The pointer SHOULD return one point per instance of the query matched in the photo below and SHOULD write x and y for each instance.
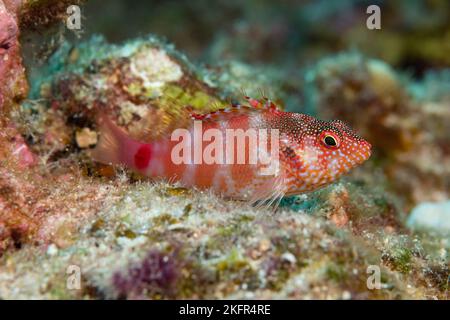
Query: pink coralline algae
(12, 74)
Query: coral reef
(131, 238)
(408, 130)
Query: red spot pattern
(142, 156)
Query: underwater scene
(224, 149)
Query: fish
(293, 154)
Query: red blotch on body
(143, 156)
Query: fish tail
(111, 142)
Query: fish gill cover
(63, 214)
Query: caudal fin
(112, 139)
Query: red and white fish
(311, 153)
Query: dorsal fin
(237, 109)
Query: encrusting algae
(138, 239)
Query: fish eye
(330, 140)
□ □ □ □ □ □ □
Required task - Rewrite the lines above as a numbered list with no blank lines, and leave the picture out.

Answer to the exercise -
1. The pointer SHOULD return one point per instance of the query matched in the photo below and SHOULD write x and y for each instance.
2. Query: pink coralline algae
3. (12, 74)
4. Query: coral reef
5. (131, 238)
6. (408, 130)
7. Query: red spot pattern
8. (142, 156)
9. Query: underwater scene
10. (224, 149)
11. Query: fish
12. (293, 154)
13. Query: red blotch on body
14. (143, 156)
15. Query: fish tail
16. (111, 142)
17. Query: fish gill cover
18. (63, 214)
19. Query: caudal fin
20. (112, 139)
21. Query: red and white fish
22. (311, 153)
23. Query: dorsal fin
24. (237, 109)
25. Query: encrusting algae
26. (138, 239)
27. Query: fish eye
28. (330, 140)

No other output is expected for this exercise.